## AIM OF THE TASK
Will you restate verbatim the lines running from the line with "Give the outline of every instance of the rocky" to the end of the data, leaving out everything else?

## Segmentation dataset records
— begin —

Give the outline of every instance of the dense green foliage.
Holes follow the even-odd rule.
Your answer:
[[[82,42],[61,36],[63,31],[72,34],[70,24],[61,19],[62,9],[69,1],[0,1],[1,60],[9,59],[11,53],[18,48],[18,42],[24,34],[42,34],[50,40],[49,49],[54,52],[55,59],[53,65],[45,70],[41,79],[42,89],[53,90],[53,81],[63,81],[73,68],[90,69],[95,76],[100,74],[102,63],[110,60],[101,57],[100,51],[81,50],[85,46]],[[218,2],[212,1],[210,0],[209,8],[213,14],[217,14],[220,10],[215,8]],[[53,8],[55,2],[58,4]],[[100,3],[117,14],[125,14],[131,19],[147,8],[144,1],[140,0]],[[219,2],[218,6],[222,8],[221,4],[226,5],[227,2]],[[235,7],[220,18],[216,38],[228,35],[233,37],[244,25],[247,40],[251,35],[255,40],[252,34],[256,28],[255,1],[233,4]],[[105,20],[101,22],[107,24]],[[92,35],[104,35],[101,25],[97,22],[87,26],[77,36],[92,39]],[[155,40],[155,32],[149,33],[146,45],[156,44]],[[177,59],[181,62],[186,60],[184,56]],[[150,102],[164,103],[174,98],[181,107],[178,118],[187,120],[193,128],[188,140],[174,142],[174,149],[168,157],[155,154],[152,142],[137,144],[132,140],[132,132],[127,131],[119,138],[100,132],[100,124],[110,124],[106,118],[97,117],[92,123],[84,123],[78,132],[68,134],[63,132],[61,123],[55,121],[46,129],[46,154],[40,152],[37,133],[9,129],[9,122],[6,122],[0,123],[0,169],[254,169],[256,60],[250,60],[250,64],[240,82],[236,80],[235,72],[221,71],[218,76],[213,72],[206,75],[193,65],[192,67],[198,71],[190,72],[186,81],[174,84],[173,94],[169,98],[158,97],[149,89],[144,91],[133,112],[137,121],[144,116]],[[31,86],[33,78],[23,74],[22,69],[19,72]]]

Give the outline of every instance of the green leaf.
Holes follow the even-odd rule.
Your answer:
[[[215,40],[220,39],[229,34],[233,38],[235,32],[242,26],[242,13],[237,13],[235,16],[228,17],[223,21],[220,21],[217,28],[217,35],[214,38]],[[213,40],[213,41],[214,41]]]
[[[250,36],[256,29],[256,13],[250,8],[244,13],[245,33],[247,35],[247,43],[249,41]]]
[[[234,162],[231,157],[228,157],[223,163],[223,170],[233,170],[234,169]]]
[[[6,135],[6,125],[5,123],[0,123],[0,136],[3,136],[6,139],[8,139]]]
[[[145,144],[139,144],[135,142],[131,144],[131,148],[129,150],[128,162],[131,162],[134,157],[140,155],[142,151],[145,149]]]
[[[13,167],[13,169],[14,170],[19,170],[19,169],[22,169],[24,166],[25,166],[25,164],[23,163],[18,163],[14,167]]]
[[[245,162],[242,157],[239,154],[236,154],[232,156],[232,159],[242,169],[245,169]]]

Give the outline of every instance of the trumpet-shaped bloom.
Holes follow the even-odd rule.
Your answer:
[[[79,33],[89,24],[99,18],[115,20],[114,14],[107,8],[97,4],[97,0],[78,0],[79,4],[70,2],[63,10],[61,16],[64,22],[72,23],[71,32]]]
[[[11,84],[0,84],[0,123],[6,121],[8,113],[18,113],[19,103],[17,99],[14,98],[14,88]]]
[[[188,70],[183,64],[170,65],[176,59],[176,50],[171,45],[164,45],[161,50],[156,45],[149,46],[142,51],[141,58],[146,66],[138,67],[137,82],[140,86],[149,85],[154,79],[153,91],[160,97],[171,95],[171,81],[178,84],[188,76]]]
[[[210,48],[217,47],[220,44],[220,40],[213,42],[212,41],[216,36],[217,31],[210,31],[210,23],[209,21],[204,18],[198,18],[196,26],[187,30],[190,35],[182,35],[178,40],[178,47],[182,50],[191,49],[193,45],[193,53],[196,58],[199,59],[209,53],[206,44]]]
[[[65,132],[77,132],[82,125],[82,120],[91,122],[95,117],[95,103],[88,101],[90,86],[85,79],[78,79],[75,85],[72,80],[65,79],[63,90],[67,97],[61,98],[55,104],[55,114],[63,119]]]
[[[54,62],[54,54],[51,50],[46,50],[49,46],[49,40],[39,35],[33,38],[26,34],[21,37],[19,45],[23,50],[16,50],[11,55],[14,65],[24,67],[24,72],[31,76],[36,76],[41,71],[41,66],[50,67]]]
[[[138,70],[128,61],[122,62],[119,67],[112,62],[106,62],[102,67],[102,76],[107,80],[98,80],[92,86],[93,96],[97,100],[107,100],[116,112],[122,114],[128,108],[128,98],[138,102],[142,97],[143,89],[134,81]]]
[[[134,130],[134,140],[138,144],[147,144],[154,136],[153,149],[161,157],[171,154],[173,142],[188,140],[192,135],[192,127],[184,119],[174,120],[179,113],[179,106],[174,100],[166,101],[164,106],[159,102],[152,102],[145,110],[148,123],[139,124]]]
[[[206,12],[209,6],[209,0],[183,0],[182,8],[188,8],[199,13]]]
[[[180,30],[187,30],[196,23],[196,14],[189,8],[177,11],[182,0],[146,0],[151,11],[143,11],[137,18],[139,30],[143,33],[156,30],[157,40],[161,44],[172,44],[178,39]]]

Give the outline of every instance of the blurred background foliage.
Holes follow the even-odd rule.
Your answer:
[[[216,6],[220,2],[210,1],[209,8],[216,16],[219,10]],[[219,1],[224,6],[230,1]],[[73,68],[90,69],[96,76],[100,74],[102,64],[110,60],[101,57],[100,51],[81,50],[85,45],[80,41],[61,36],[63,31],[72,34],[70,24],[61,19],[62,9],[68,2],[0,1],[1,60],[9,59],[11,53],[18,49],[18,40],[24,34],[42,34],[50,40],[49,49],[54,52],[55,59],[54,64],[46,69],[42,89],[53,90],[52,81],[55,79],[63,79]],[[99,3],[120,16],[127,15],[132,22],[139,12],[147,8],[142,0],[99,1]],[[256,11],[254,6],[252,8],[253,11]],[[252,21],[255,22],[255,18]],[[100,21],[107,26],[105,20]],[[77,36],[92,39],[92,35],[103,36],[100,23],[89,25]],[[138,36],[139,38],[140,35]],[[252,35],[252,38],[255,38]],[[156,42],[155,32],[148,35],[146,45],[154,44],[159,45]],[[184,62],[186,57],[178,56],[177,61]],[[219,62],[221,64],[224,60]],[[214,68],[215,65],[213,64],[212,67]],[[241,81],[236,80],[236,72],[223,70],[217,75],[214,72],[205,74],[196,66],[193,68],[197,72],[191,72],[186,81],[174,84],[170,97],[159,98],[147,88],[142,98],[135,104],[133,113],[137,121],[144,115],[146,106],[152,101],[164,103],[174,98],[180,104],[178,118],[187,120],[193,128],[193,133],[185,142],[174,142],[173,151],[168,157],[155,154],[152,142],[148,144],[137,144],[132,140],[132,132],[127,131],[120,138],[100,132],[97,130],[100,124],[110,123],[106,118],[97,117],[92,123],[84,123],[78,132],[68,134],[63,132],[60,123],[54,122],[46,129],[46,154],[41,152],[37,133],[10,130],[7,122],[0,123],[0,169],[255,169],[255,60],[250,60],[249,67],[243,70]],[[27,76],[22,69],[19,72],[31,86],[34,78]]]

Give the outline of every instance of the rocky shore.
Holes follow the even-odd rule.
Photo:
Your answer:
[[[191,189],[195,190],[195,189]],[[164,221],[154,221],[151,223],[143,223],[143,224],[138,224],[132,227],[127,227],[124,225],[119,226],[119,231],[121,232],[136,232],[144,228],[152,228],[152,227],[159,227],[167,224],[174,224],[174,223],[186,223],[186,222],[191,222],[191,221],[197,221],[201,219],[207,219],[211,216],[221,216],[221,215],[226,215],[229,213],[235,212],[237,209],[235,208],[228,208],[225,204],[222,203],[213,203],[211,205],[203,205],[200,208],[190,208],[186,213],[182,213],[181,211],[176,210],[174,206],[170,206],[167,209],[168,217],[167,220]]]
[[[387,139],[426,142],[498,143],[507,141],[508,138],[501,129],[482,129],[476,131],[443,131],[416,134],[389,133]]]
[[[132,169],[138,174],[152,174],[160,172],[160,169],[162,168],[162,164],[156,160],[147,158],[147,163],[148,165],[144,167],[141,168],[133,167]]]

— end —

## FINAL ANSWER
Give the outline of every instance of the rocky shore.
Holes follow the even-odd rule.
Photo:
Your answer:
[[[191,189],[195,190],[195,189]],[[164,221],[154,221],[151,223],[143,223],[143,224],[138,224],[132,227],[127,227],[124,225],[119,226],[119,231],[121,232],[136,232],[144,228],[152,228],[152,227],[159,227],[167,224],[174,224],[174,223],[186,223],[186,222],[191,222],[191,221],[197,221],[201,219],[207,219],[211,216],[221,216],[221,215],[226,215],[229,213],[235,212],[237,209],[235,208],[228,208],[225,204],[222,203],[213,203],[211,205],[203,205],[200,208],[190,208],[186,213],[182,213],[181,211],[176,210],[174,206],[170,206],[167,209],[168,217],[167,220]]]
[[[387,139],[426,142],[498,143],[507,141],[508,138],[501,129],[482,129],[476,131],[443,131],[416,134],[389,133]]]
[[[132,169],[138,174],[152,174],[160,172],[160,169],[162,168],[162,164],[156,160],[147,158],[147,163],[148,165],[144,167],[141,168],[133,167]]]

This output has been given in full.